Point-annotation data:
* * *

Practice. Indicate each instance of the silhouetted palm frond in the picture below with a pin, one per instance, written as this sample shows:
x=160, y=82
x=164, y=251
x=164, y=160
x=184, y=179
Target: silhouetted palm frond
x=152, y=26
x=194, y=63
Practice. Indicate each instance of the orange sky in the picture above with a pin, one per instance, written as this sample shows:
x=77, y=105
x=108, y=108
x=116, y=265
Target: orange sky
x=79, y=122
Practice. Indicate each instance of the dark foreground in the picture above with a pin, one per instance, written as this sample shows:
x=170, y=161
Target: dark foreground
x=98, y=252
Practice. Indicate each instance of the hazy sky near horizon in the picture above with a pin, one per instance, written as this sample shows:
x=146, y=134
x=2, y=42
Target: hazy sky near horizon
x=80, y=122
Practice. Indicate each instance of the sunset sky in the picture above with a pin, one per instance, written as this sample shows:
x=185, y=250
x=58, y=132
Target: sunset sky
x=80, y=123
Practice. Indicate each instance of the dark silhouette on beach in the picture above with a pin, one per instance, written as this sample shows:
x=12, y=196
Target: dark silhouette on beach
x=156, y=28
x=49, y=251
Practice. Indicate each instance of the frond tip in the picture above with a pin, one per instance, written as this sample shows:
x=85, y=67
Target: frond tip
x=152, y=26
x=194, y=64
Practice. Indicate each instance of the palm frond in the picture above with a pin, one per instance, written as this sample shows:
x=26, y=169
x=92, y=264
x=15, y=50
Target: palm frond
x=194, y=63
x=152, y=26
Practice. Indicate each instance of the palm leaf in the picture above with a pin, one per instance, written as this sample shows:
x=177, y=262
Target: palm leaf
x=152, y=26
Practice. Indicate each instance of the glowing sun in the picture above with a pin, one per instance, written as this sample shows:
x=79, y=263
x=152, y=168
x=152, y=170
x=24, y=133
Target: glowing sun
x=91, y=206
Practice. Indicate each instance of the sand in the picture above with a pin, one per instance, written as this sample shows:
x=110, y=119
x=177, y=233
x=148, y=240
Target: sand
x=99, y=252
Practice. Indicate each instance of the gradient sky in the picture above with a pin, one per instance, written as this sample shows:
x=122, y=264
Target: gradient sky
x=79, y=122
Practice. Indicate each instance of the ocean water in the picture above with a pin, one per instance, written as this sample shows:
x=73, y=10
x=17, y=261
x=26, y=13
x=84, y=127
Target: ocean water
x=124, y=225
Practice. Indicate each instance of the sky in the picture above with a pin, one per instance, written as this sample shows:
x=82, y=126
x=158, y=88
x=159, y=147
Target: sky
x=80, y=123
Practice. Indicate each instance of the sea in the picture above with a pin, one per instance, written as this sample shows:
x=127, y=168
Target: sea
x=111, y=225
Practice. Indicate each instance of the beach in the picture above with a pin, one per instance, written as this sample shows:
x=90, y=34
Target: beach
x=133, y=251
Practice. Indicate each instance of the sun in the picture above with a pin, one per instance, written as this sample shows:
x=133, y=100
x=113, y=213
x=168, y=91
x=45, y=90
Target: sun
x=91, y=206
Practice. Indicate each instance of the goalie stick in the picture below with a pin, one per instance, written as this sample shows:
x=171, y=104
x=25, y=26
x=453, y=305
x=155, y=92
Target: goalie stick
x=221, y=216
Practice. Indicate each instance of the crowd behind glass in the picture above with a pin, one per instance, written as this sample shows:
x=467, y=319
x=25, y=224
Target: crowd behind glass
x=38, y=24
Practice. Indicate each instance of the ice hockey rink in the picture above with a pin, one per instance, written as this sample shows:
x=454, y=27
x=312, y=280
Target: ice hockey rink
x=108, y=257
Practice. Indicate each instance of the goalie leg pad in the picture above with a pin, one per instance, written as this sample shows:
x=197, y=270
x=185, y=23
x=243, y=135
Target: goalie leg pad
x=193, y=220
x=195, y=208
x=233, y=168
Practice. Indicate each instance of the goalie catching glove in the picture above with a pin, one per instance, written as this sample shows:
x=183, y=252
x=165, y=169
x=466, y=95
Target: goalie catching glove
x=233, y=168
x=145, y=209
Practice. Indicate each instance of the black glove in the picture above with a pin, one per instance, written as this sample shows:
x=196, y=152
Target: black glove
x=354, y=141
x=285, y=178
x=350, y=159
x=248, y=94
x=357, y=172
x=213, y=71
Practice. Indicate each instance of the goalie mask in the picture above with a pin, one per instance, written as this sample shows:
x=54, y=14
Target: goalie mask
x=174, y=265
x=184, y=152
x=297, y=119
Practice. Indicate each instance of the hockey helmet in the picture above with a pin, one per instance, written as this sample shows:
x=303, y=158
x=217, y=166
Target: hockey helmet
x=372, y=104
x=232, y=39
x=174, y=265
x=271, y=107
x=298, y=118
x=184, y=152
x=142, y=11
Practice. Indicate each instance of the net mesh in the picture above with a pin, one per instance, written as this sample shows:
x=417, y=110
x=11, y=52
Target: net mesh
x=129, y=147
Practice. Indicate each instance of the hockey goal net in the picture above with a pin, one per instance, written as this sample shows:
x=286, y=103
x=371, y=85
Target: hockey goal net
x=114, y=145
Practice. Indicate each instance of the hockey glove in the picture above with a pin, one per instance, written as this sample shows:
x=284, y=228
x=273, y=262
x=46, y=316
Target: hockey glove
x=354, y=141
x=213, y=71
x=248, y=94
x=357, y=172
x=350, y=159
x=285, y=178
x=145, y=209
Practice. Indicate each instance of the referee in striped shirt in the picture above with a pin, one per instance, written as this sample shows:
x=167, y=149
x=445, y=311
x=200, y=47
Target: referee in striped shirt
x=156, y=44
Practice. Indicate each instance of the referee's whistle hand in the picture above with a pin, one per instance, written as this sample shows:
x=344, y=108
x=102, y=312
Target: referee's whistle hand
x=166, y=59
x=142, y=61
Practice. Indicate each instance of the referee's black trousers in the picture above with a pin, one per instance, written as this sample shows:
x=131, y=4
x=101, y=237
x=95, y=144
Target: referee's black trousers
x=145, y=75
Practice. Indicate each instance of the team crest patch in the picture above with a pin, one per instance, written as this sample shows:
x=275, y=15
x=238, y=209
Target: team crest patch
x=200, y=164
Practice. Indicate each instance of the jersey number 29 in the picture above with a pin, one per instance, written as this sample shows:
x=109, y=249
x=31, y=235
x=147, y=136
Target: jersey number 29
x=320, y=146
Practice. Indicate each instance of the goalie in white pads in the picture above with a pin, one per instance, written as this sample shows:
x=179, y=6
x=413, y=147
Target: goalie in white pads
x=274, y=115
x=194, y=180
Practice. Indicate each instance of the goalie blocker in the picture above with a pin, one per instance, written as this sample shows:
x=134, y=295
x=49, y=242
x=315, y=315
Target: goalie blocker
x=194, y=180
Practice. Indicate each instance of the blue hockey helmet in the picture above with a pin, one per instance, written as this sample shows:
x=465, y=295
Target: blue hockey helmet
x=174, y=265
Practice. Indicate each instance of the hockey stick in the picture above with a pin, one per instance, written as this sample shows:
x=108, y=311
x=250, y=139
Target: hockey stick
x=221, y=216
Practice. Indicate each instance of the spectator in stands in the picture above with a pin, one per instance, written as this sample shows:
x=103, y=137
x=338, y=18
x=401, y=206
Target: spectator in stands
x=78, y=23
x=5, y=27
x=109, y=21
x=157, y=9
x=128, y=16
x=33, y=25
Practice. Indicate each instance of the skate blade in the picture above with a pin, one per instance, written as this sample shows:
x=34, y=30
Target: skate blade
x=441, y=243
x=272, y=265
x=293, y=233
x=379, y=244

* * *

* Task to carry out: Return every line above without any change.

* Output for this task:
Practice. Indicate each instance of the silhouetted palm frond in the picture below with a pin, one per instance, written as this sample shows:
x=160, y=82
x=164, y=251
x=164, y=160
x=184, y=179
Target: silhouetted palm frond
x=152, y=26
x=194, y=63
Practice. Indicate each instance of the orange sky in the picture above with a pin, one per instance, written as this sample shows:
x=77, y=105
x=108, y=108
x=116, y=265
Target: orange sky
x=79, y=122
Practice. Indicate each instance of the dark foreground in the picture above with a pin, one per instance, written as this sample shows:
x=170, y=161
Target: dark foreground
x=98, y=252
Practice. Indicate each instance of the hazy sky near horizon in the picture above with a pin, one per instance, written as this sample shows:
x=146, y=134
x=2, y=42
Target: hazy sky near horizon
x=80, y=122
Practice. Indicate each instance of the sunset sky in the picture above with a pin, one per instance, written as this sample shows:
x=185, y=250
x=58, y=132
Target: sunset sky
x=80, y=123
Practice. Indicate each instance of the dark silhouette on beach in the picture above with a pin, one per instance, written as this sample shows:
x=12, y=196
Target: dark silhouette on beach
x=156, y=28
x=49, y=251
Practice. Indicate each instance of the frond tip in the picture above with a pin, one per instance, written as this sample shows:
x=85, y=67
Target: frond tip
x=152, y=26
x=194, y=64
Practice. Indicate each instance of the palm frond in the picture above with a pin, one per instance, written as this sample shows:
x=26, y=169
x=92, y=264
x=15, y=50
Target: palm frond
x=194, y=63
x=152, y=26
Practice. Indicate each instance of the palm leaf in the picture above with a pin, one per instance, written as this sample shows:
x=177, y=262
Target: palm leaf
x=152, y=26
Practice. Indicate each instance of the glowing sun in the picture above with a pin, one per instance, written as this sample shows:
x=79, y=263
x=152, y=168
x=152, y=170
x=24, y=133
Target: glowing sun
x=91, y=206
Practice. Indicate each instance of the sand in the picture above with a pin, one per instance, written as this sample shows:
x=110, y=119
x=177, y=233
x=148, y=240
Target: sand
x=99, y=252
Practice. Indicate each instance of the gradient sky in the picture above with a pin, one per instance, written as this sample shows:
x=122, y=264
Target: gradient sky
x=79, y=122
Practice. Indicate each instance of the ocean water in the picture above with a pin, one per instance, written as this sample shows:
x=73, y=10
x=17, y=261
x=26, y=13
x=84, y=127
Target: ocean water
x=124, y=225
Practice. Indicate each instance of the sky in the picture above with a pin, one per instance, written as this sample shows:
x=82, y=126
x=158, y=88
x=159, y=147
Target: sky
x=80, y=123
Practice. Indicate each instance of the sea in the picture above with a pin, one per instance, written as this sample shows:
x=127, y=168
Target: sea
x=111, y=225
Practice. Indicate each instance of the beach in the picture above with a pin, one per instance, written as this sample shows:
x=90, y=34
Target: beach
x=133, y=251
Practice. Indicate each instance of the sun in the picture above with a pin, one per instance, written as this sample shows:
x=133, y=100
x=113, y=213
x=168, y=91
x=45, y=90
Target: sun
x=91, y=206
Practice. Indicate each instance of the goalie stick in the picture below with a pin, one per instance, written as this sample shows:
x=171, y=104
x=25, y=26
x=453, y=305
x=155, y=92
Target: goalie stick
x=221, y=216
Practice. Indicate each instance of the crowd behind glass in the picture above with a pin, one per instance, written as this sample shows:
x=467, y=319
x=25, y=224
Target: crowd behind glass
x=38, y=24
Practice. Indicate each instance of the ice hockey rink in the picture above with a pin, one per instance, written as this sample shows:
x=454, y=27
x=312, y=280
Target: ice hockey rink
x=108, y=257
Practice. Indicate each instance of the goalie leg pad in the picture above with a pin, one per instance, written as this sample shows:
x=197, y=270
x=185, y=23
x=243, y=135
Target: goalie leg pad
x=193, y=220
x=195, y=208
x=233, y=168
Practice. Indicate each instance of the goalie catching glove in the picture above with a pin, one per instance, written as this sample shows:
x=183, y=252
x=165, y=169
x=466, y=95
Target: goalie catching glove
x=233, y=168
x=145, y=209
Practice. Indicate each instance of the black glove in the picture above with a pin, one per instance, written as this sample shows:
x=196, y=152
Target: black glove
x=354, y=141
x=285, y=178
x=350, y=159
x=248, y=94
x=357, y=172
x=213, y=71
Practice. Indicate each instance of the goalie mask in the picture above with a pin, one per instance, written as this sample shows:
x=54, y=14
Target: goalie mask
x=174, y=265
x=184, y=152
x=297, y=119
Practice. Indicate each instance of the hockey helmet in the picture above with a pin, one per instance, written as this sample shows:
x=303, y=158
x=217, y=166
Target: hockey helmet
x=372, y=104
x=232, y=39
x=174, y=265
x=271, y=107
x=298, y=118
x=184, y=152
x=142, y=11
Practice. Indicate each instance of the net mesh in the picture above with a pin, one per instance, written as this sample shows:
x=417, y=110
x=11, y=52
Target: net mesh
x=129, y=147
Practice. Indicate each instance of the hockey goal net in the picture above with a pin, one per instance, written as this sample shows:
x=286, y=103
x=371, y=85
Target: hockey goal net
x=114, y=145
Practice. Indicate each instance of the hockey glove in the picture above with a pin, one per instance, written as this sample shows:
x=284, y=228
x=273, y=262
x=46, y=316
Target: hockey glove
x=354, y=141
x=213, y=71
x=248, y=94
x=357, y=172
x=350, y=159
x=285, y=178
x=145, y=209
Practice. Indicate each instance of the referee in striped shirt in the picture above with a pin, one per instance, written as this sample shows:
x=167, y=149
x=445, y=311
x=200, y=47
Target: referee in striped shirt
x=156, y=44
Practice. Indicate each instance of the referee's whistle hand in the picture above with a pin, one per instance, written as this sample shows:
x=344, y=108
x=102, y=312
Target: referee's whistle hand
x=166, y=59
x=142, y=61
Practice. Indicate each instance of the referee's black trousers in the picture above with a pin, one per instance, written as this sample shows:
x=131, y=4
x=101, y=237
x=95, y=144
Target: referee's black trousers
x=145, y=75
Practice. Indicate each instance of the team crest patch in the picture above with a pin, one per instance, written as this sample shows:
x=275, y=15
x=238, y=209
Target: team crest patch
x=200, y=164
Practice. Indicate each instance of the jersey number 29 in the picture above with a pin, one per instance, written as this sample shows:
x=109, y=249
x=31, y=235
x=147, y=136
Target: jersey number 29
x=320, y=146
Practice. Indicate each instance of the goalie in white pads in the picture above with a pin, one per instance, written as this sample shows:
x=179, y=6
x=413, y=147
Target: goalie in white pads
x=274, y=115
x=194, y=180
Practice. Indicate each instance of the goalie blocker in the picture above with a pin, one per instance, written as this sample shows:
x=134, y=295
x=49, y=242
x=315, y=315
Target: goalie blocker
x=194, y=180
Practice. Indicate each instance of the blue hockey helmet in the picture above with a pin, one per instance, written as this sample shows:
x=465, y=295
Target: blue hockey helmet
x=174, y=265
Practice. Indicate each instance of the hockey stick in the picture above with a pin, one per instance, written as this sample shows:
x=108, y=311
x=250, y=139
Target: hockey stick
x=221, y=216
Practice. Indicate each instance of the spectator in stands in the picture above with a pin, one per instance, written as this sample shows:
x=103, y=137
x=338, y=18
x=401, y=206
Target: spectator in stands
x=78, y=23
x=5, y=27
x=109, y=21
x=157, y=9
x=128, y=16
x=33, y=25
Practice. Indicate each instance of the skate blade in the picture above with a pin, one per instance, written as this sample shows:
x=34, y=30
Target: skate blade
x=441, y=243
x=272, y=265
x=293, y=233
x=379, y=244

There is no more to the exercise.